▸ ARTICLE

Les mystérieuses pierres qui composent le site de Stonehenge, au sud de l’Angleterre, seraient disposées de telle façon à représenter une année solaire de 365,25 jours, selon une nouvelle étude. Les préhistoriens suspectent depuis longtemps que ce monument mégalithique pouvait avoir cette utilité, du fait qu’il est aligné avec les solstices, mais l’objectif spécifique et le fonctionnement exact restaient inconnus. Timothy Darvill, du département d’archéologie et d’anthropologie de l’Université de Bournemouth, apporte aujourd’hui une explication potentielle.
Les pierres de sarsen qui composent le monument sont disposées en trois structures distinctes : un grand cercle de 30 pierres, quatre pierres de position (station stones) en formation rectangulaire situées à l’extérieur du cercle, puis cinq trilithes — deux pierres verticales surmontées d’une troisième posée horizontalement sur le dessus. Or, de récentes analyses ont montré que ces trois structures ont toutes été mises en place au cours de la période 2620-2480 av. J.-C. ; elles n’ont jamais été déplacées. Mais surtout, il se trouve que ces pierres proviennent toutes de la même source : de West Woods, dans le comté du Wiltshire, à 25 km au nord de Stonehenge.

▸ LIGNES FOURNIES

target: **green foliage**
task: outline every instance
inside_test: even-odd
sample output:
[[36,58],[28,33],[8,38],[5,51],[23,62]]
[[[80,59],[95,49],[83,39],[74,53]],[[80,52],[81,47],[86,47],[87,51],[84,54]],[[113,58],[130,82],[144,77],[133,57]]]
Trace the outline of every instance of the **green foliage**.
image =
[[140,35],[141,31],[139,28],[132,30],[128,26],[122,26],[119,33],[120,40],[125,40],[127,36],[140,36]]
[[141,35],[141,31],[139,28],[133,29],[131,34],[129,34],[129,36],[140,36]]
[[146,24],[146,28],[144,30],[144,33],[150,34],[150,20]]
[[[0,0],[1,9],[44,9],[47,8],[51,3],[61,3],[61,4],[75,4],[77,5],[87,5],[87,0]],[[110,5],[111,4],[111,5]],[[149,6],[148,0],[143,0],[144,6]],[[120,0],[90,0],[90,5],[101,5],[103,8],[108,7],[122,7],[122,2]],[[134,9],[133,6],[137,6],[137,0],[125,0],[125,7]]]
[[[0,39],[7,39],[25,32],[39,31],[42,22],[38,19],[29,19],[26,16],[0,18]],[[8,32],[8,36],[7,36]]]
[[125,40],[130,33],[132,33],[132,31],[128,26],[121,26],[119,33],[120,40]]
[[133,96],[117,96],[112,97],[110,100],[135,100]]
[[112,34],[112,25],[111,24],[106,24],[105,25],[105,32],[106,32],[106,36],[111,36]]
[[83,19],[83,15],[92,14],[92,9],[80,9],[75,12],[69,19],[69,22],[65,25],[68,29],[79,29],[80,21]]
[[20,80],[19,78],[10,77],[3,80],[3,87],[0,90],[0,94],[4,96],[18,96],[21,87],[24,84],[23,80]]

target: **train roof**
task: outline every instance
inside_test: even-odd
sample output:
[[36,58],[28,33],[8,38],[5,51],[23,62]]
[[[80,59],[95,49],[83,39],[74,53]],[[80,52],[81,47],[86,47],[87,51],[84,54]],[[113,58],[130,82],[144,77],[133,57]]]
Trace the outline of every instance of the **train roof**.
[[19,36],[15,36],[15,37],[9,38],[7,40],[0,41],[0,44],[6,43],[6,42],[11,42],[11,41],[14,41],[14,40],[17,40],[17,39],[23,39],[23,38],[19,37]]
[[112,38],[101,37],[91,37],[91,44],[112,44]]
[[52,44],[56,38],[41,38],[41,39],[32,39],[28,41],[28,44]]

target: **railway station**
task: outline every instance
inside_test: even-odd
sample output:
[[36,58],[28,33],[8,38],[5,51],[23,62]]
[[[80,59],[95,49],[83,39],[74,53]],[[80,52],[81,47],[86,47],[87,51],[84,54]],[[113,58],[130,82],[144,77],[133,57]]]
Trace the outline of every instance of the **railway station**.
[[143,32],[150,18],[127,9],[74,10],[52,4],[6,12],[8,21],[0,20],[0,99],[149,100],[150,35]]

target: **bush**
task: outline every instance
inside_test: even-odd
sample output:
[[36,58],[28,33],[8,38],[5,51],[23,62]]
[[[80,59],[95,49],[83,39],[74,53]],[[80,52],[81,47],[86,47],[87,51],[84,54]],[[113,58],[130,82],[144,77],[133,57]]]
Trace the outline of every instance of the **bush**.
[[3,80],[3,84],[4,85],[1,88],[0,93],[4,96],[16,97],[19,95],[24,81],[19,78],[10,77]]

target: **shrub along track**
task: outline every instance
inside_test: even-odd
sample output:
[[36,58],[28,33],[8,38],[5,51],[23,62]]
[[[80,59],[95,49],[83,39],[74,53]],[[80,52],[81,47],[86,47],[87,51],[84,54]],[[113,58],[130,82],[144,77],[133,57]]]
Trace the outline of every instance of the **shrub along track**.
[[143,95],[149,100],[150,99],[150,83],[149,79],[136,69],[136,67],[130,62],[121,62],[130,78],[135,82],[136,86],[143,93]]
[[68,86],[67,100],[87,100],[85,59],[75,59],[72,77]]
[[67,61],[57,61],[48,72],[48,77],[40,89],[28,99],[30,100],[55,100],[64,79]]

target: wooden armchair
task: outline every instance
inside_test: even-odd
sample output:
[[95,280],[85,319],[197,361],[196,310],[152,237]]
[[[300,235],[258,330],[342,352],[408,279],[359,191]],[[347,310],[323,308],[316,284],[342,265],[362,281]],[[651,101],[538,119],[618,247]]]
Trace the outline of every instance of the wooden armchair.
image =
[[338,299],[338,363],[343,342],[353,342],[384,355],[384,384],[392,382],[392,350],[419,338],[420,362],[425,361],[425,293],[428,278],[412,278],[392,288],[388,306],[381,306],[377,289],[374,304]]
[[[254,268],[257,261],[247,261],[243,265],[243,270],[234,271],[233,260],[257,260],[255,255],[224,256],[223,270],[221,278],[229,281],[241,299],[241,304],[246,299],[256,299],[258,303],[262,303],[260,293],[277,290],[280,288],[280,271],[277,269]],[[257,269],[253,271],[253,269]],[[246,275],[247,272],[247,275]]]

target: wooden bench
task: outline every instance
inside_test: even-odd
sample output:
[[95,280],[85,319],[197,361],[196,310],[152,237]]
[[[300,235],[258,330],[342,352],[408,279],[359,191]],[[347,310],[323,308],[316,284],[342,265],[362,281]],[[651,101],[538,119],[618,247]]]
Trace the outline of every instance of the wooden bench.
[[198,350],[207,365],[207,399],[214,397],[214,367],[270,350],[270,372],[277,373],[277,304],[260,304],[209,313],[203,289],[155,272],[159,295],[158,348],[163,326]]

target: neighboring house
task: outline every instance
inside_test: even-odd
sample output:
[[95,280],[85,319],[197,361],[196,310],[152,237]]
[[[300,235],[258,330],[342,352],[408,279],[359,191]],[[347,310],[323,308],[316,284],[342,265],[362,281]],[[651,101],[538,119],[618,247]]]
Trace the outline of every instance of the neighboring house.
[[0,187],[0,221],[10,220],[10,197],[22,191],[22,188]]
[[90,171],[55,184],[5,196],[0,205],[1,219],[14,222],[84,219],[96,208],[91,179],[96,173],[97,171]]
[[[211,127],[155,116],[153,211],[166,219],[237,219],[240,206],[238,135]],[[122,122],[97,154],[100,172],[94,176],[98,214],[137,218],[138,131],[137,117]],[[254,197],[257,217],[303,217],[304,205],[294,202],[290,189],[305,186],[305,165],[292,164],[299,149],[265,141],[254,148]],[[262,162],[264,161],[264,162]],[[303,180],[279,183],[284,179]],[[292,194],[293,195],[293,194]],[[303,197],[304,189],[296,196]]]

▸ TRAVAIL DEMANDÉ
1 - Pour chacune des affirmations suivantes, dites si elle s'accorde avec l'article sur Stonehenge, en répondant par oui ou par non et en citant mot pour mot les termes décisifs du texte. (a) Les pierres de sarsen viennent de West Woods, à 25 km au nord de Stonehenge. (b) Le grand cercle se compose de 40 pierres. (c) Les trois structures ont été déplacées après leur mise en place.
2 - Restituez fidèlement le passage de l'article sur Stonehenge qui s'ouvre sur les mots contenant « Les pierres de » et se referme sur « nord de Stonehenge. ».
3 - Reprenez la rédaction de l'article sur Stonehenge à partir de l'endroit où il s'interrompt.
Les lignes fournies ne sont d'aucune utilité ici.

▸ RÉPONSES RÉDIGÉES
1 -
(a) Oui : « ces pierres proviennent toutes de la même source : de West Woods, dans le comté du Wiltshire, à 25 km au nord de Stonehenge ».
(b) Non : « un grand cercle de 30 pierres ».
(c) Non : « elles n’ont jamais été déplacées ».

2 -
Les pierres de sarsen qui composent le monument sont disposées en trois structures distinctes : un grand cercle de 30 pierres, quatre pierres de position (station stones) en formation rectangulaire situées à l’extérieur du cercle, puis cinq trilithes — deux pierres verticales surmontées d’une troisième posée horizontalement sur le dessus. Or, de récentes analyses ont montré que ces trois structures ont toutes été mises en place au cours de la période 2620-2480 av. J.-C. ; elles n’ont jamais été déplacées. Mais surtout, il se trouve que ces pierres proviennent toutes de la même source : de West Woods, dans le comté du Wiltshire, à 25 km au nord de Stonehenge.

3 -
Par conséquent, il est clair que ces pierres fonctionnaient comme une seule et même unité. Le professeur Timothy Darvill les a donc examinées d’un peu plus près et a entrepris de comparer leur numérologie aux calendriers de l’époque. Il est rapidement apparu que les 30 pierres qui composaient le cercle principal représentaient les 30 jours d’un mois ; un mois était lui-même divisé en trois périodes de 10 jours — sur la base de la présence de deux pierres distinctes (plus étroites que les autres) dans le cercle, aux 11e et 21e positions, marquant a priori le début de chaque semaine. Ainsi, ce calendrier aidait vraisemblablement les habitants du Wiltshire à suivre le temps.
Un alignement et une numérologie qui suggèrent un système solaire
Les pierres situées dans et en-dehors du cercle avaient aussi leur importance : si l’on multiplie 30 par 12, on obtient 360 ; si l’on ajoute 5 jours supplémentaires — représentés ici par les cinq trilithes — on obtient 365. Et pour que le calendrier corresponde très précisément à une année solaire, il était nécessaire d’introduire une année bissextile (soit un jour supplémentaire) tous les quatre ans — une fréquence qui serait représentée par les quatre pierres de position (dont deux subsistent aujourd’hui), explique Darvill dans un communiqué.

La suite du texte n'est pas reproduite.